▸ **OBJECTIVE**: Render the listing below as a Markdown table with the columns "Row" and "Line," giving each line of the listing its own numbered row. Omit blank lines and leave the pictures out.

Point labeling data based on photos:
>>>>>
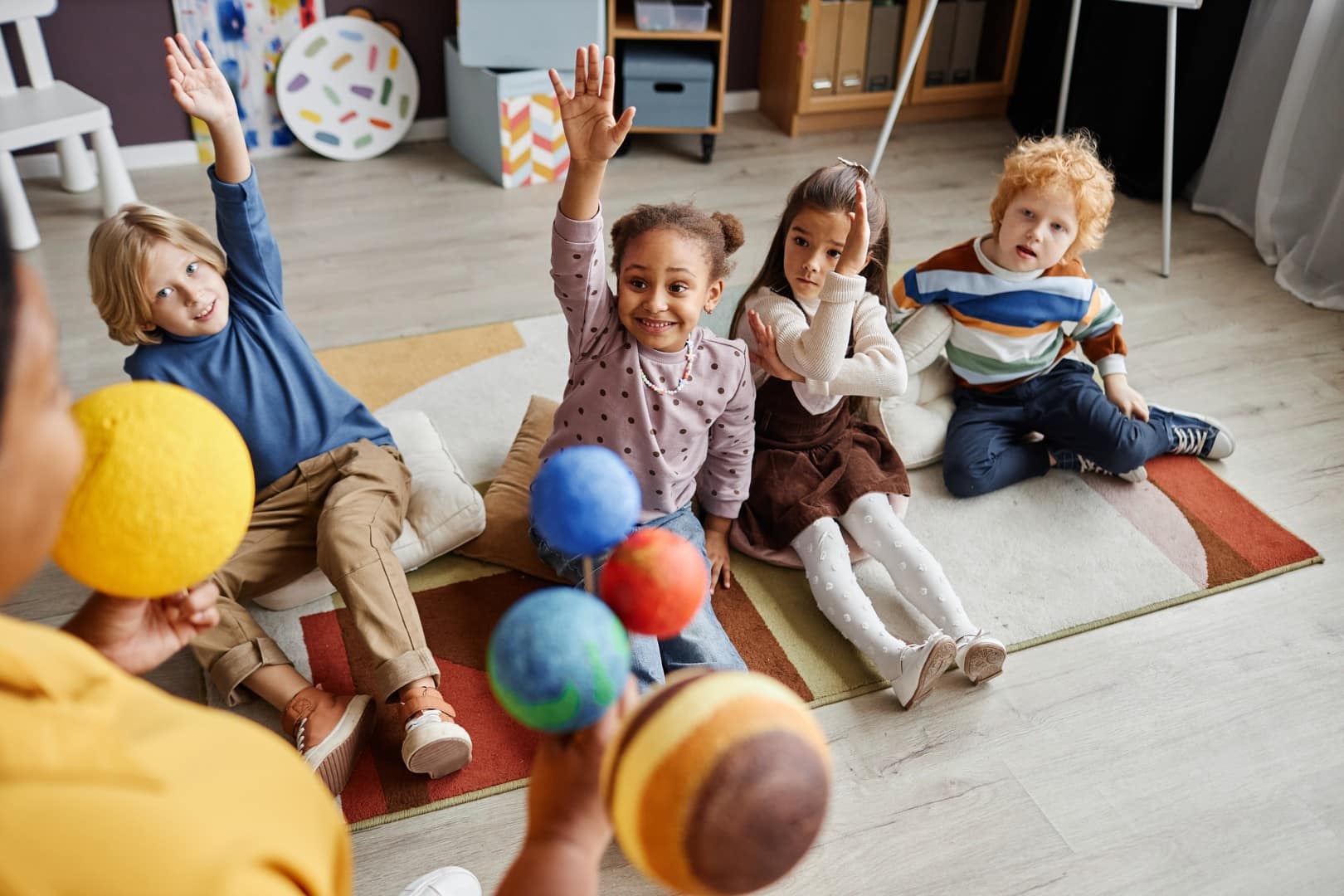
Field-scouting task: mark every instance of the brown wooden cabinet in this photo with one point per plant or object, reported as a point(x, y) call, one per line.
point(788, 42)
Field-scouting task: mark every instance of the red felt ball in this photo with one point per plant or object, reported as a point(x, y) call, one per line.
point(655, 582)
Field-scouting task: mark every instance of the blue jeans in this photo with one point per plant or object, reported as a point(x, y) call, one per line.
point(704, 642)
point(986, 451)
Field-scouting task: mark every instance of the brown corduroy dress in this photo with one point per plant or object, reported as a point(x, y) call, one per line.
point(811, 466)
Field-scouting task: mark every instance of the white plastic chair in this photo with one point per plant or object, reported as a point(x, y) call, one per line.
point(51, 110)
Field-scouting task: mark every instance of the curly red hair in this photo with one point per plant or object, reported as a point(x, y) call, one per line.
point(1070, 164)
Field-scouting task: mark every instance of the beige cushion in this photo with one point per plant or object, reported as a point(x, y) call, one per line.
point(444, 512)
point(504, 540)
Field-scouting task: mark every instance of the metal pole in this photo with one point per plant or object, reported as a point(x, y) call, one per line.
point(1069, 67)
point(903, 84)
point(1168, 141)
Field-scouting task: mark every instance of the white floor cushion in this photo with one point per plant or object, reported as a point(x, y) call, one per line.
point(446, 509)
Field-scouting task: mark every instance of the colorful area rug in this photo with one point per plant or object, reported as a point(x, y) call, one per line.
point(1042, 561)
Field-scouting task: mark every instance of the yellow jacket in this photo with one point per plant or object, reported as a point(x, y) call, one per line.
point(110, 786)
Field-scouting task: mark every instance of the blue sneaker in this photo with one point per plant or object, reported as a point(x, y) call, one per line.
point(1066, 460)
point(1198, 434)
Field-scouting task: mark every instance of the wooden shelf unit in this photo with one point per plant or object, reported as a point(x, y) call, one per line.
point(788, 43)
point(620, 27)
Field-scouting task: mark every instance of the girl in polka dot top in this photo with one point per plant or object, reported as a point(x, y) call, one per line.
point(647, 382)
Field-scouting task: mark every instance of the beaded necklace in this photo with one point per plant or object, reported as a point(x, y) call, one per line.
point(686, 375)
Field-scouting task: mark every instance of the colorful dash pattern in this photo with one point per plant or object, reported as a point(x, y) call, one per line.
point(355, 132)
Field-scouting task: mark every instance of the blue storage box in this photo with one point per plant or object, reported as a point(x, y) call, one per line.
point(528, 34)
point(670, 86)
point(505, 123)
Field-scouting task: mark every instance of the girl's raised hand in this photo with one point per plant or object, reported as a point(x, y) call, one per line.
point(854, 257)
point(590, 127)
point(197, 82)
point(767, 355)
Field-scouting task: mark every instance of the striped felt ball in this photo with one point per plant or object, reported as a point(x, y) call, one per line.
point(718, 782)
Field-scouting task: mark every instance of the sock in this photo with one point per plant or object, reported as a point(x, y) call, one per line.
point(825, 559)
point(877, 528)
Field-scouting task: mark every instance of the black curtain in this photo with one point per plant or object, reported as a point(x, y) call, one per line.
point(1118, 85)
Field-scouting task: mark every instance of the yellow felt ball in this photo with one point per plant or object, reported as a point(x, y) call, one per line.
point(718, 782)
point(164, 496)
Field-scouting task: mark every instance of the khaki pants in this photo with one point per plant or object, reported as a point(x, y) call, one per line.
point(348, 505)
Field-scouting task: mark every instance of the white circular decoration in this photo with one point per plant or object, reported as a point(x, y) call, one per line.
point(347, 88)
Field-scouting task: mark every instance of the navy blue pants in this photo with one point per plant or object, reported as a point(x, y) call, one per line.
point(986, 451)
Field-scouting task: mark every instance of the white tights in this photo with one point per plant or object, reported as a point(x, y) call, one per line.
point(877, 528)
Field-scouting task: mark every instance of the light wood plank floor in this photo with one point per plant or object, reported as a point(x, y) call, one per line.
point(1195, 750)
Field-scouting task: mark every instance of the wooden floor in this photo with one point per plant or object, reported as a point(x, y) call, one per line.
point(1196, 750)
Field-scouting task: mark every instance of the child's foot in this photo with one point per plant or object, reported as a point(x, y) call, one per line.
point(918, 668)
point(1198, 434)
point(1069, 461)
point(435, 744)
point(329, 731)
point(980, 655)
point(446, 881)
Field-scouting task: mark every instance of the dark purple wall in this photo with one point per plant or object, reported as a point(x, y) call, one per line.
point(112, 50)
point(745, 43)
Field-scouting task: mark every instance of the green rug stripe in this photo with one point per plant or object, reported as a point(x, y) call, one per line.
point(435, 806)
point(1161, 605)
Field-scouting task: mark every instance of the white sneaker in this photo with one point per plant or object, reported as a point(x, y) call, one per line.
point(980, 655)
point(918, 668)
point(446, 881)
point(435, 743)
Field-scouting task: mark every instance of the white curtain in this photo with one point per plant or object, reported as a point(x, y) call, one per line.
point(1276, 168)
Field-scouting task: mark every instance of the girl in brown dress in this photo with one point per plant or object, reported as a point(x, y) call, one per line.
point(819, 336)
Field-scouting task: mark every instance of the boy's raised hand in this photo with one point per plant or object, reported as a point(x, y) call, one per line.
point(197, 82)
point(590, 127)
point(854, 257)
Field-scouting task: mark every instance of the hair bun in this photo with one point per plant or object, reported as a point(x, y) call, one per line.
point(733, 231)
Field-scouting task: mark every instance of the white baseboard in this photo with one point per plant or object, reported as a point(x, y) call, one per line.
point(183, 152)
point(741, 100)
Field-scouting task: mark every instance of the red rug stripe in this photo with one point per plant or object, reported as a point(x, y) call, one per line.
point(327, 655)
point(1235, 520)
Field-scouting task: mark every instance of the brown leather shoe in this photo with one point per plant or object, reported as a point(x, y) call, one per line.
point(435, 743)
point(329, 731)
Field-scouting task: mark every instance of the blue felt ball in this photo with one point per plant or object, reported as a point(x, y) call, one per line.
point(585, 500)
point(558, 659)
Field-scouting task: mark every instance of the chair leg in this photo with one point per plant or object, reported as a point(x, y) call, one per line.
point(23, 229)
point(77, 173)
point(117, 188)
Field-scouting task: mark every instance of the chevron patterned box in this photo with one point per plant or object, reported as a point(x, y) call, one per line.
point(505, 123)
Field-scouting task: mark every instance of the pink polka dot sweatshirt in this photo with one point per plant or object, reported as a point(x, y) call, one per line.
point(704, 434)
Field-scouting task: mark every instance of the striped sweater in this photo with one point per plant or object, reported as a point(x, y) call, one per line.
point(1008, 327)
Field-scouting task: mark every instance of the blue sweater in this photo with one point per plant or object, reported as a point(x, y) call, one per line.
point(258, 370)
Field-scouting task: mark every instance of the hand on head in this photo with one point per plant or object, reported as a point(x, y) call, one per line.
point(854, 257)
point(587, 113)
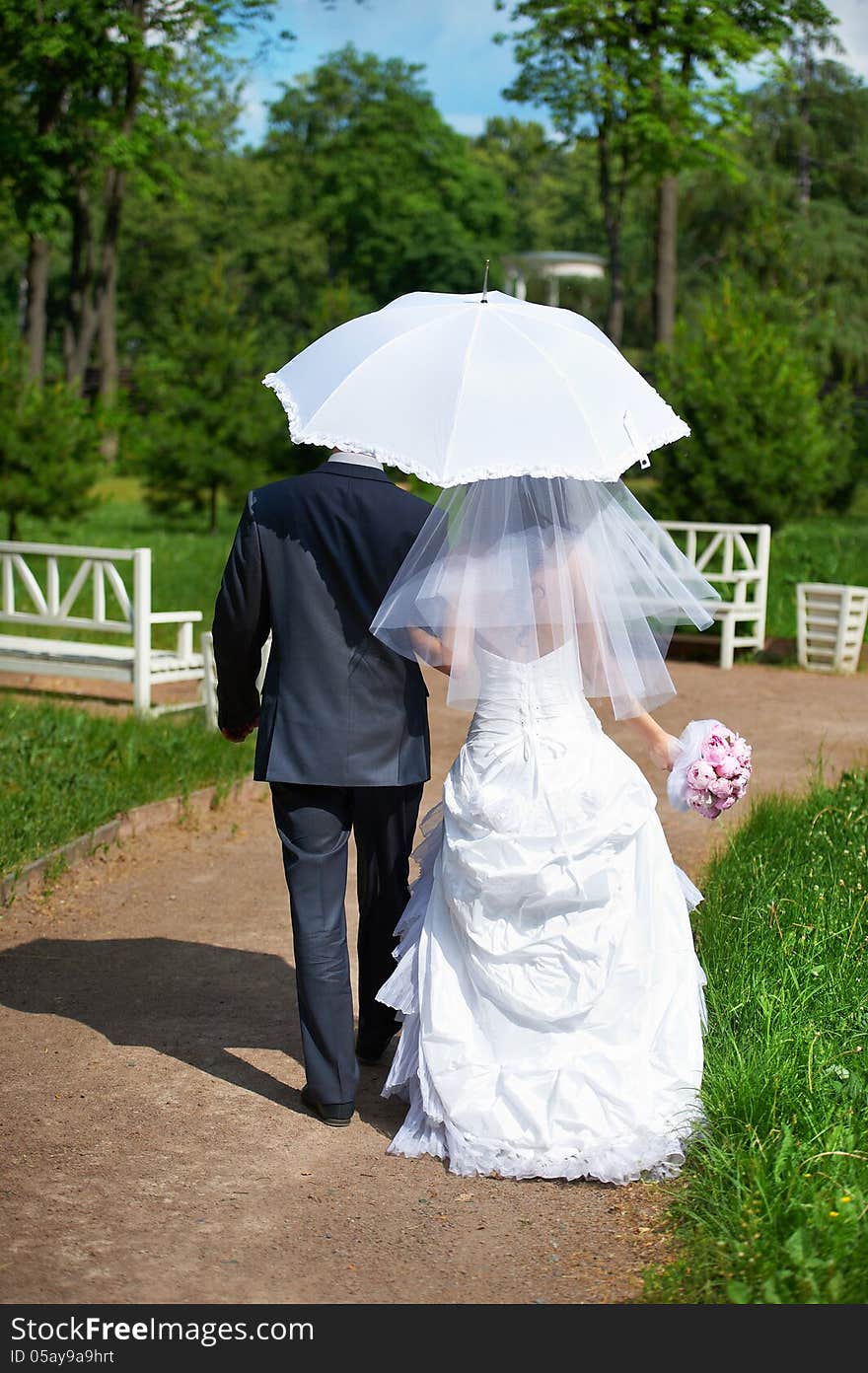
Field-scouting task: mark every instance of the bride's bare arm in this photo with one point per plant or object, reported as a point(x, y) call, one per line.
point(431, 650)
point(658, 743)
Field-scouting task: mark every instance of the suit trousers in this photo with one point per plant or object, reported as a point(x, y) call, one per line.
point(315, 824)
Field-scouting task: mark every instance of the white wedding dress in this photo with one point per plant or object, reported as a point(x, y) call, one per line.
point(546, 979)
<<<<<
▸ **ANSWER BELOW**:
| Row | Line |
|---|---|
| 1 | Field-scouting task: mark every instance of the brown wooden cabinet in this photo with one point per plant or object, reported as a point(x, y) call, one per line. |
| 2 | point(788, 42) |
| 3 | Field-scouting task: mark every instance of the red felt ball in this photo with one point per plant or object, reported as a point(x, y) call, one per line. |
| 4 | point(655, 582) |
| 5 | Field-scouting task: mark every instance of the blue jeans in this photo with one point per plant or object, reported as a point(x, y) call, one per line. |
| 6 | point(704, 642) |
| 7 | point(986, 451) |
| 8 | Field-scouting task: mark every instance of the brown corduroy dress in this photo with one point per plant or object, reported as a point(x, y) call, one per line. |
| 9 | point(811, 466) |
| 10 | Field-scouting task: mark every instance of the white plastic chair in this photo with one point per plant or object, reported as a point(x, y) call, one per line. |
| 11 | point(51, 110) |
| 12 | Field-scouting task: mark every instance of the curly red hair in this photo with one point per plant or object, reported as a point(x, y) call, one per line. |
| 13 | point(1070, 164) |
| 14 | Field-scouting task: mark every instance of the beige cushion in this photo with one point per plant or object, reported as a point(x, y) call, one per line. |
| 15 | point(444, 512) |
| 16 | point(504, 540) |
| 17 | Field-scouting task: mark every instance of the metal pole in this photo with one point per plant or object, reported as a point(x, y) call, one per line. |
| 18 | point(1069, 67) |
| 19 | point(903, 84) |
| 20 | point(1168, 141) |
| 21 | Field-scouting task: mark every instance of the white floor cushion in this photo with one point per plant or object, reported as a point(x, y) call, one per line. |
| 22 | point(446, 509) |
| 23 | Field-scouting task: mark every instance of the colorful area rug in this photo with one point per plant or object, reported as a point(x, y) call, one per line. |
| 24 | point(1042, 561) |
| 25 | Field-scouting task: mark every instance of the yellow jacket in this photo with one point per plant or object, reported as a point(x, y) call, one per line. |
| 26 | point(110, 786) |
| 27 | Field-scouting task: mark every instance of the blue sneaker in this photo with one point per plant or object, reported as a point(x, y) call, one per line. |
| 28 | point(1066, 460) |
| 29 | point(1198, 434) |
| 30 | Field-scouting task: mark every instance of the wooden shelf unit in this photo with one point per plant or object, reported as a point(x, y) call, one per line. |
| 31 | point(788, 43) |
| 32 | point(620, 27) |
| 33 | Field-scouting task: mark every instance of the girl in polka dot top in this photo with one point per plant or object, reported as a point(x, y) call, one per line. |
| 34 | point(647, 382) |
| 35 | Field-scouting task: mark every instance of the beaded necklace in this photo with one point per plant or object, reported as a point(x, y) call, one per line. |
| 36 | point(686, 375) |
| 37 | Field-scouting task: mark every instance of the colorful dash pattern in this photo with one point per plant or object, reported as a point(x, y) call, one per line. |
| 38 | point(355, 132) |
| 39 | Field-scouting task: mark every instance of the blue storage box in this photo with one point per plant or object, reported as a point(x, y) call, one per line. |
| 40 | point(528, 34) |
| 41 | point(670, 86) |
| 42 | point(505, 123) |
| 43 | Field-scouting task: mark every instance of the girl's raised hand in this photo with one point per plant or object, reported as a point(x, y) call, one per line. |
| 44 | point(854, 257) |
| 45 | point(590, 127) |
| 46 | point(197, 82) |
| 47 | point(767, 355) |
| 48 | Field-scouting task: mark every instance of the striped felt ball in this photo with one point per plant or object, reported as a point(x, y) call, one per line. |
| 49 | point(718, 782) |
| 50 | Field-scouting task: mark every instance of the sock in this photo with one point per plant or object, reported as a point(x, y) call, one per line. |
| 51 | point(825, 559) |
| 52 | point(877, 528) |
| 53 | Field-scouting task: mark every instance of the black curtain in this photo with one point per plant or object, reported as a point(x, y) call, one per line. |
| 54 | point(1118, 85) |
| 55 | Field-scouting task: mark every instance of the yellow felt ball in this photo with one point per plant or object, reported as a point(x, y) call, one per line. |
| 56 | point(718, 782) |
| 57 | point(164, 496) |
| 58 | Field-scouting task: mark every instance of the khaki pants in this photo with one point per plant or object, reported as a point(x, y) call, one per line. |
| 59 | point(348, 505) |
| 60 | Field-scouting task: mark every instance of the white circular decoration in this photo with one point per plant or object, reported as a point(x, y) call, one per line. |
| 61 | point(347, 88) |
| 62 | Field-scouting task: mark every instance of the navy blue pants in this photo with one point per plant or object, reported as a point(x, y) call, one per line. |
| 63 | point(986, 451) |
| 64 | Field-scouting task: mark every instance of the white tights in this photo with one point per plant or object, reported as a point(x, y) call, one per line. |
| 65 | point(877, 528) |
| 66 | Field-scouting task: mark every instance of the light wood plank floor in this photo with one point per plant or object, reported as a point(x, y) call, one per line. |
| 67 | point(1195, 750) |
| 68 | Field-scouting task: mark every instance of the wooden floor in this photo with one point per plant or object, reported as a point(x, y) call, one per line. |
| 69 | point(1196, 750) |
| 70 | Field-scouting task: mark every instance of the child's foot in this photo with one point per plant or object, reported as a point(x, y) call, one per line. |
| 71 | point(918, 668) |
| 72 | point(1198, 434) |
| 73 | point(1069, 461) |
| 74 | point(435, 744) |
| 75 | point(329, 731) |
| 76 | point(980, 655) |
| 77 | point(446, 881) |
| 78 | Field-scouting task: mark every instance of the dark purple wall in this photo with one point per plant or object, reported as a point(x, y) call, one per line. |
| 79 | point(112, 50) |
| 80 | point(745, 43) |
| 81 | Field-scouting task: mark every instance of the green rug stripe in this photo with one point per plant or object, reported as a point(x, y) call, one per line. |
| 82 | point(435, 806) |
| 83 | point(1161, 605) |
| 84 | Field-scouting task: mark every instance of the white sneaker in this photo with one point per plant or object, reported as a point(x, y) call, one per line. |
| 85 | point(980, 655) |
| 86 | point(918, 668) |
| 87 | point(446, 881) |
| 88 | point(435, 743) |
| 89 | Field-scouting task: mark every instance of the white curtain in this photo with one point per plant or object, reported as a point(x, y) call, one per line. |
| 90 | point(1276, 168) |
| 91 | Field-scouting task: mark every instance of the girl in brown dress in this photo with one point per plant or object, reported as a point(x, y) call, one per line. |
| 92 | point(819, 336) |
| 93 | Field-scouting task: mark every instance of the boy's raised hand in this photo with one point per plant or object, reported as a point(x, y) call, one per line. |
| 94 | point(197, 82) |
| 95 | point(590, 127) |
| 96 | point(854, 257) |
| 97 | Field-scouting task: mark every instance of the hair bun in this photo with one point per plant or object, reported as a point(x, y) call, one per line. |
| 98 | point(733, 231) |
| 99 | Field-scouting task: mark every instance of the white baseboard in this photo with one point per plant or object, reported as a point(x, y) call, one per line. |
| 100 | point(183, 152) |
| 101 | point(741, 100) |
| 102 | Field-scouting task: mark every instance of the red rug stripe in this photo with one point per plant or object, reported as a point(x, y) call, one per line. |
| 103 | point(327, 655) |
| 104 | point(1235, 520) |
| 105 | Field-scouting task: mark every instance of the brown leather shoe in this photo with one point per plant or object, reported as a point(x, y) call, one per line. |
| 106 | point(435, 743) |
| 107 | point(329, 731) |
| 108 | Field-scouting task: mark every instance of the blue felt ball in this photo with one point per plant or object, reported as a point(x, y) call, one per line. |
| 109 | point(585, 500) |
| 110 | point(558, 659) |
| 111 | Field-scouting task: mark every instance of the chair leg in this photo with one point per plant or object, reported as a point(x, y) call, one per line. |
| 112 | point(23, 229) |
| 113 | point(77, 173) |
| 114 | point(117, 188) |
| 115 | Field-scouting task: mark every instance of the chevron patterned box in this photo with one point per plant or object, reported as a point(x, y) call, one per line. |
| 116 | point(505, 123) |
| 117 | Field-scouting task: mark every instance of the pink polka dot sweatshirt in this photo with one point per plant or object, reported as a point(x, y) call, one per line. |
| 118 | point(704, 434) |
| 119 | Field-scouting task: mark every instance of the striped sweater in this photo with one point per plant or object, reported as a point(x, y) call, one per line. |
| 120 | point(1008, 327) |
| 121 | Field-scouting task: mark every instance of the blue sweater in this photo with one point per plant or object, reported as a point(x, y) call, one per line. |
| 122 | point(258, 370) |
| 123 | Field-scouting task: mark every instance of the hand on head in this photo with one point per plant or object, reported as a point(x, y) call, one per line. |
| 124 | point(854, 257) |
| 125 | point(587, 113) |
| 126 | Field-scouting task: mark every instance of the bride's bare arm in this photo with one point per plant or object, reported as a point(x, y) call, one per line. |
| 127 | point(431, 650) |
| 128 | point(658, 743) |
| 129 | Field-scouting task: mark every instance of the suit trousers in this photo with one point per plant or object, reported as a point(x, y) call, one per line. |
| 130 | point(315, 824) |
| 131 | Field-scouting task: mark every instance of the white wedding dress in this photo with one point per plant or object, reported as a point(x, y) call, one per line. |
| 132 | point(546, 979) |